● DO THIS:
In the Barcelona concert account, transcribe the passage starting at "Tonight’s show will" and ending at "and Bon Jovi.".

● PAGE EXCERPT:
((
This weekend, I was assigned the task of traveling to Barcelona on May 5 to interview the band and watch them on the current leg of their WorldWired tour. As good a time as any to break out the shorts and give my withered legs their first taste of vitamin D since 2018.

Over the years, I’ve watched Metallica perform in theatres, ice rinks, arenas and vast fields, both at home and overseas. But in a stadium? Never, not unless you count their appearance at the Freddie Mercury Tribute Concert for AIDS Awareness at the old Wembley Stadium in 1992. But that was on television.

Tonight’s show will be held at Estadi Olímpic Lluís Companys, a stadium set in a park on Montjuïc, a hill overlooking the gigantic port of Barcelona. Such a beautiful horizon, like a jewel in the sun.

Originally built in 1927 and intended for the city’s International Exposition two years later, the stadium hosted the 1992 Olympics, athletics meetings, rugby, football and many large scale concerts, including Muse, Coldplay, Beyoncé, U2, The Rolling Stones, The Police, Bruce Springsteen and Bon Jovi.
))
Labeled-object pointing entries:
((
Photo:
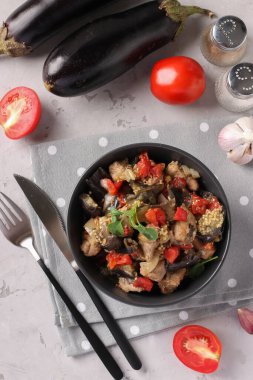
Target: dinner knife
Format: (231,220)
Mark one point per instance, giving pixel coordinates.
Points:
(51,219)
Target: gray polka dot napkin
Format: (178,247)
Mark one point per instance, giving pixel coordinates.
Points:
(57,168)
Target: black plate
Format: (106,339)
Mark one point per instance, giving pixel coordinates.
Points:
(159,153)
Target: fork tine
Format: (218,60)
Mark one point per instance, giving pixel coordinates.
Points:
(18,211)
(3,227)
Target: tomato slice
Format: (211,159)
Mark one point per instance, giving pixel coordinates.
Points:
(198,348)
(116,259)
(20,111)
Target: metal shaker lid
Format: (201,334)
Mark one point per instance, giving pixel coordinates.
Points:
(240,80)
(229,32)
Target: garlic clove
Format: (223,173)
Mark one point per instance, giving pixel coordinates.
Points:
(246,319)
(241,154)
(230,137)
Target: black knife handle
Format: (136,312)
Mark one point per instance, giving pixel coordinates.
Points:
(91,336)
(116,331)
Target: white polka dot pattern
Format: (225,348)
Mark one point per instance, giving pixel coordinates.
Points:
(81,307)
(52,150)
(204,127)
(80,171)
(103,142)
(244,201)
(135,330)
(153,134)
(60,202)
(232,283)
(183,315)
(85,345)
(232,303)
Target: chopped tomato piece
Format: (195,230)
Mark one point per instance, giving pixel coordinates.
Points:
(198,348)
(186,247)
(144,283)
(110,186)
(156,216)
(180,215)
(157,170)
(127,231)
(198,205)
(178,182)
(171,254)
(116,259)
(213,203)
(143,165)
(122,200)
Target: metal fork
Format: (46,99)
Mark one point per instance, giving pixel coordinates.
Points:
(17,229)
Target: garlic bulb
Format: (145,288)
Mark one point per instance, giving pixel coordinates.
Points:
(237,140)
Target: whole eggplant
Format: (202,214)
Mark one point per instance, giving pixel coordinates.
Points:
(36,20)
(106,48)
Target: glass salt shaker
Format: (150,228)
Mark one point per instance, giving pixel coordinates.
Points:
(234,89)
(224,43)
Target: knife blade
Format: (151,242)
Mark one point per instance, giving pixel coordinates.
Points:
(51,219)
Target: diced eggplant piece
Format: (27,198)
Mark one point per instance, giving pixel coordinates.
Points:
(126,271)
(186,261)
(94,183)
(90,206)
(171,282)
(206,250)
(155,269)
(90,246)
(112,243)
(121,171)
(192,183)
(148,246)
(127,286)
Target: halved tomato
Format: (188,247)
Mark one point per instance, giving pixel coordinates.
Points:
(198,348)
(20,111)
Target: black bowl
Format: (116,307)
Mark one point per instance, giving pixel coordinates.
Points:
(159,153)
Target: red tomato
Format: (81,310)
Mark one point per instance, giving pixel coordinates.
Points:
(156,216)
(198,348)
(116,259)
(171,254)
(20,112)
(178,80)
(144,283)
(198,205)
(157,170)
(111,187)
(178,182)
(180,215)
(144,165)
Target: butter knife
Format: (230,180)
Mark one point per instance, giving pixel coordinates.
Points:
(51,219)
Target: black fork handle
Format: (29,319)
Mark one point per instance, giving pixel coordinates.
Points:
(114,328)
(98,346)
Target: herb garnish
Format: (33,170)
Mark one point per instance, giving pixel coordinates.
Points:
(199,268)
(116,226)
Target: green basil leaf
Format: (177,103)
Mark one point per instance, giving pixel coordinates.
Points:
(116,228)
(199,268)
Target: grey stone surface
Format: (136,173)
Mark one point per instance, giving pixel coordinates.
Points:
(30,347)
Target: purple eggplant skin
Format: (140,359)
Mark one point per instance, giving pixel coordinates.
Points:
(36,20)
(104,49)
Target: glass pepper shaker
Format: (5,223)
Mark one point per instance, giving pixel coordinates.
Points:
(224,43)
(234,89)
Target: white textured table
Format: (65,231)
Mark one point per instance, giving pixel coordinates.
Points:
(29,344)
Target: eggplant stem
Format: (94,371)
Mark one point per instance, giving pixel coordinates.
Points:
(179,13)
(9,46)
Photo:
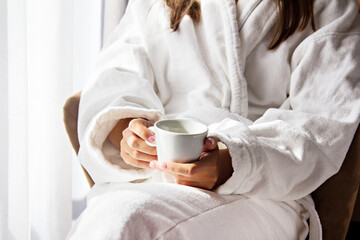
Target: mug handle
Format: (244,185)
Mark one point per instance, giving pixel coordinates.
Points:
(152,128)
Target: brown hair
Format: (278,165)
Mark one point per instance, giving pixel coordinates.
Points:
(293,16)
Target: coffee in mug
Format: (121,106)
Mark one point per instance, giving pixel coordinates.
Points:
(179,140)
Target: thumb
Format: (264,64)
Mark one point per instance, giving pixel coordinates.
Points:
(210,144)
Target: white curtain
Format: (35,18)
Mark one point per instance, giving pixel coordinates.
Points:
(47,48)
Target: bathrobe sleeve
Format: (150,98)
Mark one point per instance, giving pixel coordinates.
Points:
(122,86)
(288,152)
))
● REPLY:
Tonight’s show will be held at Estadi Olímpic Lluís Companys, a stadium set in a park on Montjuïc, a hill overlooking the gigantic port of Barcelona. Such a beautiful horizon, like a jewel in the sun.

Originally built in 1927 and intended for the city’s International Exposition two years later, the stadium hosted the 1992 Olympics, athletics meetings, rugby, football and many large scale concerts, including Muse, Coldplay, Beyoncé, U2, The Rolling Stones, The Police, Bruce Springsteen and Bon Jovi.